Start of RECORD EXTRACTS

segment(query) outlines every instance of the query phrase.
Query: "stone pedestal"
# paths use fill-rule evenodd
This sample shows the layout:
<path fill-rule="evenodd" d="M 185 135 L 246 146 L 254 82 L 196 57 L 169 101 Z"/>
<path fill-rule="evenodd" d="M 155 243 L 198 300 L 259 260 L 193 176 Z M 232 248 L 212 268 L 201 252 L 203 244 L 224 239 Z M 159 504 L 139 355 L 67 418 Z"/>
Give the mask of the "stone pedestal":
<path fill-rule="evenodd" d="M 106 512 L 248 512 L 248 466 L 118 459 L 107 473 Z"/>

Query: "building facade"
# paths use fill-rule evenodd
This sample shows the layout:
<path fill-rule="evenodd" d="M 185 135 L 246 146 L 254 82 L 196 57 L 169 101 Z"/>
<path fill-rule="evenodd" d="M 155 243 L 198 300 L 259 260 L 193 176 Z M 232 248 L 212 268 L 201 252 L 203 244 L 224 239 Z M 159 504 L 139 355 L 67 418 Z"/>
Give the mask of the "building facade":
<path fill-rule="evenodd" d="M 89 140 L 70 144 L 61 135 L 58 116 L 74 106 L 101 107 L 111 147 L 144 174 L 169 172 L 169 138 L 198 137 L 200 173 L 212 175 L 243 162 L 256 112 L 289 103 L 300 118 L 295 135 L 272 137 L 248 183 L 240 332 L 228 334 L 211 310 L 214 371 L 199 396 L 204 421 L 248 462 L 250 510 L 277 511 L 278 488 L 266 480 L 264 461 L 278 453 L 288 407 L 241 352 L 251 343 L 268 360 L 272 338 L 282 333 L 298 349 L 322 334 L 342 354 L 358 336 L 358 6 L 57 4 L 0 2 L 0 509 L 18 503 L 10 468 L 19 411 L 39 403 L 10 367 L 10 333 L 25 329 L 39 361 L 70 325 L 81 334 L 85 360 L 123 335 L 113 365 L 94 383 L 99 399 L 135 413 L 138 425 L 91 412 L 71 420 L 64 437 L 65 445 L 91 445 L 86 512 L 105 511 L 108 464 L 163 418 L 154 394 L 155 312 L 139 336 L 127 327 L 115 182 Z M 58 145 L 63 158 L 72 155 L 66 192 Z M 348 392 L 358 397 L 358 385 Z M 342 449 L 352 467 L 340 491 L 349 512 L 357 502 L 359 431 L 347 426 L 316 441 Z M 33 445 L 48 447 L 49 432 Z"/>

End of RECORD EXTRACTS

**REQUIREMENT**
Using the exact wording, transcribe all the records above.

**OUTPUT**
segment(query) outlines every instance of the query phrase.
Query: "stone pedestal"
# paths use fill-rule evenodd
This sample shows the layout:
<path fill-rule="evenodd" d="M 185 135 L 246 146 L 254 82 L 196 57 L 169 101 Z"/>
<path fill-rule="evenodd" d="M 155 243 L 198 300 L 259 260 L 193 176 Z M 232 248 L 212 268 L 201 252 L 203 244 L 224 239 Z M 159 504 L 139 355 L 67 418 Z"/>
Give the mask of the "stone pedestal":
<path fill-rule="evenodd" d="M 106 512 L 248 512 L 248 466 L 118 459 L 107 473 Z"/>

Query: "building facade"
# paths use fill-rule evenodd
This sample shows the layout:
<path fill-rule="evenodd" d="M 185 135 L 246 146 L 254 82 L 196 57 L 169 101 Z"/>
<path fill-rule="evenodd" d="M 155 243 L 198 300 L 259 260 L 193 176 Z M 232 248 L 212 268 L 201 252 L 203 244 L 224 239 Z M 159 504 L 139 355 L 67 418 Z"/>
Give the mask of the "building facade":
<path fill-rule="evenodd" d="M 89 140 L 70 144 L 61 135 L 58 116 L 74 106 L 101 107 L 111 147 L 144 174 L 169 172 L 169 138 L 198 137 L 200 173 L 212 175 L 243 162 L 256 112 L 289 103 L 300 118 L 295 135 L 272 137 L 248 183 L 240 332 L 228 334 L 211 310 L 214 371 L 199 396 L 204 421 L 248 462 L 250 510 L 277 511 L 278 488 L 266 480 L 264 461 L 278 453 L 288 407 L 241 352 L 251 343 L 268 360 L 272 338 L 282 333 L 298 349 L 322 334 L 342 354 L 358 336 L 358 6 L 57 4 L 0 2 L 0 509 L 18 503 L 10 468 L 19 411 L 39 403 L 10 367 L 10 333 L 25 329 L 39 361 L 70 325 L 81 334 L 85 360 L 123 335 L 113 365 L 94 383 L 99 399 L 135 413 L 138 425 L 91 412 L 71 420 L 64 437 L 65 445 L 91 445 L 86 512 L 105 511 L 108 464 L 163 418 L 154 394 L 155 312 L 139 336 L 127 327 L 115 182 Z M 58 145 L 63 158 L 72 155 L 66 192 Z M 348 392 L 358 397 L 358 385 Z M 342 449 L 352 467 L 340 491 L 349 512 L 357 502 L 359 431 L 347 426 L 316 441 Z M 33 445 L 48 447 L 49 432 Z"/>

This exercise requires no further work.